The problem: Copy every line of the data from its start through the line containing "xmin=0 ymin=319 xmax=700 ymax=496", both included, and raise each box coordinate by 5.

Records supplied:
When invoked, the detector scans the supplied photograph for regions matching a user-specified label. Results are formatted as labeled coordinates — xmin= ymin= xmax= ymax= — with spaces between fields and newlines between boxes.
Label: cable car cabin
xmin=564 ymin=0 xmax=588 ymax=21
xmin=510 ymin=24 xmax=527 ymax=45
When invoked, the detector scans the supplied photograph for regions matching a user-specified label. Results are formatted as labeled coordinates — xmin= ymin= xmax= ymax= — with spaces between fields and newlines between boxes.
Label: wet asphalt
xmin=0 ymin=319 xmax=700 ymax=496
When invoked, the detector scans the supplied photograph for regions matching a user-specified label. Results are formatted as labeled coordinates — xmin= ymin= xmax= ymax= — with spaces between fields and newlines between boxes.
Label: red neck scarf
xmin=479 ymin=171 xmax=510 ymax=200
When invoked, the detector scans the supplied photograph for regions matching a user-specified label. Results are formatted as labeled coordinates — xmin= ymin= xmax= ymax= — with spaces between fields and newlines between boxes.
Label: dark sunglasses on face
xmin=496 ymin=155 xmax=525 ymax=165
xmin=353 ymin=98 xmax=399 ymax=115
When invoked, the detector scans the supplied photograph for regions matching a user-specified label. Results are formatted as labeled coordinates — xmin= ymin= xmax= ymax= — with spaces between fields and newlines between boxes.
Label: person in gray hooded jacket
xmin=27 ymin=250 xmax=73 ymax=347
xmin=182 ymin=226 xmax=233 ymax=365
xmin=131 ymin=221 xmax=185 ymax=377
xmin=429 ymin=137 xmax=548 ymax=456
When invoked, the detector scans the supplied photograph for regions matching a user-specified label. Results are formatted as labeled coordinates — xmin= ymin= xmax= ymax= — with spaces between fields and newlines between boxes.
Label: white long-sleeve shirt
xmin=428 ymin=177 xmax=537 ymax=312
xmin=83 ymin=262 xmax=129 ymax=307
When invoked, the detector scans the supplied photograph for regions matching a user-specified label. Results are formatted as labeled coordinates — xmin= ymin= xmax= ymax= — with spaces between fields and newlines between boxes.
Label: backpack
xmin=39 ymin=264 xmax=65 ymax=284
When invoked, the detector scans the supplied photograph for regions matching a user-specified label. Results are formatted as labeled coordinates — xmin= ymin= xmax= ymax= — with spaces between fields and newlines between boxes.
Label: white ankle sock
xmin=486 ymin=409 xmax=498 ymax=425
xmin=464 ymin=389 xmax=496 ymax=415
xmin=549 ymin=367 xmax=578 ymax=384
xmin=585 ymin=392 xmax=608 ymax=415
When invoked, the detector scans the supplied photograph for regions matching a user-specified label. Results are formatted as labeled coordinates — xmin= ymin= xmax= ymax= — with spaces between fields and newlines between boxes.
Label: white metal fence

Written answer:
When invoked, the detector scans the supplied photograph for regions matching a user-specified label. Results are formatted as labeled coordinates — xmin= ymin= xmax= ymax= — with spaces between fields and newlines between boxes.
Label: cable car cabin
xmin=569 ymin=5 xmax=593 ymax=26
xmin=515 ymin=29 xmax=532 ymax=50
When invoked, the detector scans the supplied photograph for regions matching a user-specified label. Results are formatted as labeled coordinates — xmin= ymin= xmax= ymax= — with spaces between fields and newlines between boxes.
Label: wet asphalt
xmin=5 ymin=324 xmax=705 ymax=501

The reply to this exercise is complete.